[Records listed in a dataset]
---

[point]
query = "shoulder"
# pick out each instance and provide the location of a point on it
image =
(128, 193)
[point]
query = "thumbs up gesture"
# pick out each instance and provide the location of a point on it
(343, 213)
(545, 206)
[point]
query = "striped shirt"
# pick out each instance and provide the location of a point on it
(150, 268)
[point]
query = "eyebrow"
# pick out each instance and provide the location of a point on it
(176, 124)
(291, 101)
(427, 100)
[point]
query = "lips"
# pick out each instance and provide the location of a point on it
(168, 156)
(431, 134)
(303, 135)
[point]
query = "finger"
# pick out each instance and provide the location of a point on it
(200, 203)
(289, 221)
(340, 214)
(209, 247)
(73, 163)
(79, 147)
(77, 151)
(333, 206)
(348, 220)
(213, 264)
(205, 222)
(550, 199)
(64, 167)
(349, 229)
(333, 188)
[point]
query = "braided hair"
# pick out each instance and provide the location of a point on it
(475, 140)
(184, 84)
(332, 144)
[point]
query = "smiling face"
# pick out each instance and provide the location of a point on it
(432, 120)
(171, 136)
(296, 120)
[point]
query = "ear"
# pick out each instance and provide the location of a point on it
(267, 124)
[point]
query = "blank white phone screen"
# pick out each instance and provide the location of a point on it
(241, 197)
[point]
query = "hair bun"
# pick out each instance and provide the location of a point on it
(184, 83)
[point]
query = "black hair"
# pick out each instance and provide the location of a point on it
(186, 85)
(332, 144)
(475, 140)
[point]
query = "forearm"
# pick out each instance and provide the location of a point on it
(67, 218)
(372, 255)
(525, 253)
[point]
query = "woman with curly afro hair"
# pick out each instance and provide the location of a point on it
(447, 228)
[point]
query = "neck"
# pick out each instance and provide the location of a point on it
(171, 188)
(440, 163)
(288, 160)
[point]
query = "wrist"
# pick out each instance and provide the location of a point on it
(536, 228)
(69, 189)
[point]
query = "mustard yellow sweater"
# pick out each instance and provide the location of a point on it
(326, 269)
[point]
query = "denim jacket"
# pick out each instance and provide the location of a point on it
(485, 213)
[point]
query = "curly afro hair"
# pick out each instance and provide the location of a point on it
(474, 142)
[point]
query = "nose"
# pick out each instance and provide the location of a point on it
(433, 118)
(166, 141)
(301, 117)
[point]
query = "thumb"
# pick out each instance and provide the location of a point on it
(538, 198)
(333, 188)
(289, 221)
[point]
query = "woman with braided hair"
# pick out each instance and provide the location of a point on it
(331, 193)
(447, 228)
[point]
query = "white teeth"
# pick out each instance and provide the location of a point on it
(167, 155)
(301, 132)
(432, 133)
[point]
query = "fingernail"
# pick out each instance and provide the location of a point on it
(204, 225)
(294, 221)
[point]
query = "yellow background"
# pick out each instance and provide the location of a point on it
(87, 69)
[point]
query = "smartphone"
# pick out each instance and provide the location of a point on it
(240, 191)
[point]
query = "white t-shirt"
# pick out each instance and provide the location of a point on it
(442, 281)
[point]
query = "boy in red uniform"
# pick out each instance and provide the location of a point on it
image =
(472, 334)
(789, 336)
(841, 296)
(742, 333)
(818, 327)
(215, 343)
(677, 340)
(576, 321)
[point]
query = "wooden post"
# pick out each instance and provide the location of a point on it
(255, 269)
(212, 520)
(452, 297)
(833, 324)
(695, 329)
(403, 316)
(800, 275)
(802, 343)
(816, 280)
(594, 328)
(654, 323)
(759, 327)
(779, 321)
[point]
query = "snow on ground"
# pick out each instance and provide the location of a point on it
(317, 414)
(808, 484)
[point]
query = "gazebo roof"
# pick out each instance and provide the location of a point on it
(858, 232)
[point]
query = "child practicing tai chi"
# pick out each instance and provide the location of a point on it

---

PROBLEM STATEMENT.
List every line of the records above that contains the string “curly”.

REPLY.
query = "woman with curly afro hair"
query = "curly afro hair"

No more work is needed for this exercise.